Wednesday, February 11, 2015

Realization. Light Bulb.

In the car on the way home tonight, I had an epiphany.

In my continuing battle between my flesh and the Spirit, in my daily war to put my sin to death, God has given me grace to give me a picture that stopped me in my thoughts.

I read a fantastic post by John Piper today (link). In it, Piper pleads with us to see that lusts of all kinds, but specifically sexual lusts, diminish the majesty of God, and threaten not only to take away a precious treasure from us, but to heap death upon us instead. I've been thinking all day about this post, and my flesh has repeatedly risen up to combat the truth that God is showing me through His servant. As it was in the car on my way home tonight.

Since I've struggled with the temptation of pornography, one effective reminder that God has given me has been that a vast majority of "stars" in this field are actually victims of unspeakable evil. This knowledge has made it very easy to avoid a lot of what is out there. But the flesh always finds a way to justify its' tempting with the "stars" that are willing to put themselves out there.

So by God's grace I'm thinking on this article, and my flesh is combating the truth, and the Spirit in me is fighting back, so there is this dialog going on. And "those that are willing" comes into my mind as an excuse that I've struggled to have an answer for. Then the answer begins to appear. Women, and men, who willingly show themselves to the world in a way God only intended to be private between a husband and wife, are in reality prostitutes. Selling their physical body for monetary gain. Though you may not have to pay any money to partake of what they are offering, they are giving you something regardless. They are peddling a lie. A corruption. A perversion. Which, when it comes down to it, is the raw form of sin.

A simple definition I use of sin involves taking something good that God has made, and twisting it to oppose His purpose and the goodness He intended. Porn fits that definition perfectly. And as Proverbs puts it, the way of the harlot goes to death (Prov 7:27). Then the answer becomes clearer. There are others who offer what seems good at first, but ultimately ends in the downfall of those who heed the call. The false prophet. The liar. Those who twist the gospel of Christ into something that glorifies man and not God.

To be explicit, this realization means that either:

Porn Stars == Victims of some of the deepest evil men can do.

Or:

Porn Stars == Benny Hinn. Joel Osteen.

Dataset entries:
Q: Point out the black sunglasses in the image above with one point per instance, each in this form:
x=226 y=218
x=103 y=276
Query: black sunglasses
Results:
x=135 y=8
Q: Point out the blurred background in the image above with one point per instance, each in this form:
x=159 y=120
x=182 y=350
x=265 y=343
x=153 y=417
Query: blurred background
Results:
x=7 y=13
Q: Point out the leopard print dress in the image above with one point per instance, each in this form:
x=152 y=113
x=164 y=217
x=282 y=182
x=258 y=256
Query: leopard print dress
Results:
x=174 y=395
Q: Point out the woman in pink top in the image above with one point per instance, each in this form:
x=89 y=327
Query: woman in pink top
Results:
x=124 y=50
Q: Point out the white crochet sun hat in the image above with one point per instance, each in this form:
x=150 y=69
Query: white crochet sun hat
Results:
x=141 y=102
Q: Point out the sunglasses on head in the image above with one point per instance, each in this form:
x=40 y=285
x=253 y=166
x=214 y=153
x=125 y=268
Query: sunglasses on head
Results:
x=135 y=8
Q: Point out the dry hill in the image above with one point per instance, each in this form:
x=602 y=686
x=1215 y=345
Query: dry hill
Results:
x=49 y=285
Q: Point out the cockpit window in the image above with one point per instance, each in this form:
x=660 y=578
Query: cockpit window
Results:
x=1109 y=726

• SHORT TASK A:
Answer these about the blog post:
(i) What date heads the post?
(ii) Where was the writer when the epiphany came?
(iii) Which verse of Proverbs is cited, and what does the post say it states?
• SHORT TASK B:
In the records, from the line containing "Q: Point out the white" through the end of the records, change "sunglasses on head" to "sunglasses pushed up on head" and give those lines again with nothing else altered.

• EXPECTED ANSWER A:
(i) Wednesday, February 11, 2015.
(ii) In the car on the way home that night.
(iii) Proverbs 7:27, which says the way of the harlot goes to death.

• EXPECTED ANSWER B:
Q: Point out the white crochet sun hat in the image above with one point per instance, each in this form:
x=150 y=69
Query: white crochet sun hat
Results:
x=141 y=102
Q: Point out the sunglasses pushed up on head in the image above with one point per instance, each in this form:
x=40 y=285
x=253 y=166
x=214 y=153
x=125 y=268
Query: sunglasses pushed up on head
Results:
x=135 y=8
Q: Point out the dry hill in the image above with one point per instance, each in this form:
x=602 y=686
x=1215 y=345
Query: dry hill
Results:
x=49 y=285
Q: Point out the cockpit window in the image above with one point per instance, each in this form:
x=660 y=578
Query: cockpit window
Results:
x=1109 y=726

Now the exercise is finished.